_Provided records_
******************************

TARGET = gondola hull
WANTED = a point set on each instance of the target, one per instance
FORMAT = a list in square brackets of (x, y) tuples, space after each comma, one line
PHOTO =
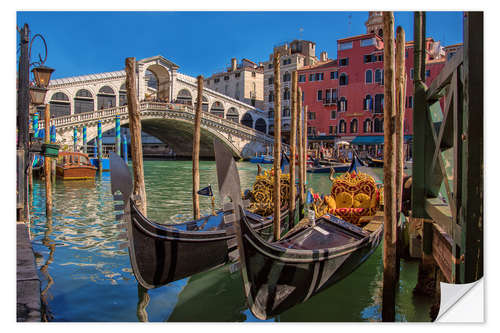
[(280, 275)]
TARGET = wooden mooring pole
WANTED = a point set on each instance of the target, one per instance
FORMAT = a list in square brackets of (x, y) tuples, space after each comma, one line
[(400, 116), (196, 150), (277, 146), (135, 135), (293, 143), (47, 169), (390, 219), (300, 152)]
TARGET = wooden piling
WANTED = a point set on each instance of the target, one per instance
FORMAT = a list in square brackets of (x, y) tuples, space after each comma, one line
[(300, 141), (277, 146), (47, 166), (196, 150), (293, 144), (400, 117), (390, 219), (135, 135)]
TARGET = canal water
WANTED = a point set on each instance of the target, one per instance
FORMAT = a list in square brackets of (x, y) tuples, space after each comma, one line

******************************

Output the line containing "TARGET = canal water" together with all later lines of the entries, exactly as written, through the final line.

TARGET = canal water
WANTED = a point set on each instance of the target, one per instance
FORMAT = a list in square brackets of (x, y) tuples, space after each comma, one line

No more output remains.